What needs to be done
Please identify each line in the listing below that contains the word "white", and copy those lines. Treat the match as case-sensitive.

Entries provided
• • • • • • •

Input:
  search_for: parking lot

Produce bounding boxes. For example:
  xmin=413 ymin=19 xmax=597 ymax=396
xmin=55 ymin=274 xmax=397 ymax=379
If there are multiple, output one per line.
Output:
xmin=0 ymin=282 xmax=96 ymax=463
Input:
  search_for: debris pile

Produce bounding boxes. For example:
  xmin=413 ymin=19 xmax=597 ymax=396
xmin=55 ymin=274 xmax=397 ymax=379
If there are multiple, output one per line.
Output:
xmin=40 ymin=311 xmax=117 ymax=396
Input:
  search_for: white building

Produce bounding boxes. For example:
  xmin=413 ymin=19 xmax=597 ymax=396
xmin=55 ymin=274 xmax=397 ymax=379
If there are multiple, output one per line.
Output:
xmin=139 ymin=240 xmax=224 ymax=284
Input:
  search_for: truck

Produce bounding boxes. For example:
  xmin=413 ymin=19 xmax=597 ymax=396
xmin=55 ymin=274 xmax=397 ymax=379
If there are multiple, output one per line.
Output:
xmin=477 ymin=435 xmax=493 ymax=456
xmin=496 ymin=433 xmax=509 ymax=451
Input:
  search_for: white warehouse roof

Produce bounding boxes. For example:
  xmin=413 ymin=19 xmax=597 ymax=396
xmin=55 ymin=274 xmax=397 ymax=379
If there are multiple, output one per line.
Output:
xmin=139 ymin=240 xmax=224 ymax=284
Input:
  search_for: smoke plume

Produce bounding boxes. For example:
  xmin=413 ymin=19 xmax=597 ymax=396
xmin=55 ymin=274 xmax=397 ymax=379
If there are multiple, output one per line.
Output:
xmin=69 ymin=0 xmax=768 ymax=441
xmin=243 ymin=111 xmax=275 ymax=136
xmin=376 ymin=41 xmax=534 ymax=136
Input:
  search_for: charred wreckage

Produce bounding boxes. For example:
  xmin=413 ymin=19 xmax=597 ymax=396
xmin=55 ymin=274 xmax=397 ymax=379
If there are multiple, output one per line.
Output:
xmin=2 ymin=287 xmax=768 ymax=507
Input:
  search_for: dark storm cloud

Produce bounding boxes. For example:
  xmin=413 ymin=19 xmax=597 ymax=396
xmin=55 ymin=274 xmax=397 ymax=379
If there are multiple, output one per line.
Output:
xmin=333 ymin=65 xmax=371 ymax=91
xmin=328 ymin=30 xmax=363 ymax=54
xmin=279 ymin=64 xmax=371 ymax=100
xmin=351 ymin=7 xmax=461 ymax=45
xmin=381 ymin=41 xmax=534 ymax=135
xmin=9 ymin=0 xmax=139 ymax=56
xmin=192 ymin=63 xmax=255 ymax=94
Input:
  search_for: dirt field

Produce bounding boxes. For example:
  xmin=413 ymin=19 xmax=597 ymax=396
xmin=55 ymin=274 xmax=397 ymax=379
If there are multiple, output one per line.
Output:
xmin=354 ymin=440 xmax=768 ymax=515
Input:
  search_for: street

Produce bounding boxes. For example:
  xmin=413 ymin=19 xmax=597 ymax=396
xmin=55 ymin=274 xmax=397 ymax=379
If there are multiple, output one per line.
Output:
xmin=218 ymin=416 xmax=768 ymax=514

• • • • • • •

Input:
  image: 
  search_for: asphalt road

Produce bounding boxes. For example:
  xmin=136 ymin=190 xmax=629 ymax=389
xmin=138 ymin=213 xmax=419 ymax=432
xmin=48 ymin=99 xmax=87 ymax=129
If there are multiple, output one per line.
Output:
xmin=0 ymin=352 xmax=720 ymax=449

• • • • • • •

Written solution
  search_for: white building
  search_for: white warehouse roof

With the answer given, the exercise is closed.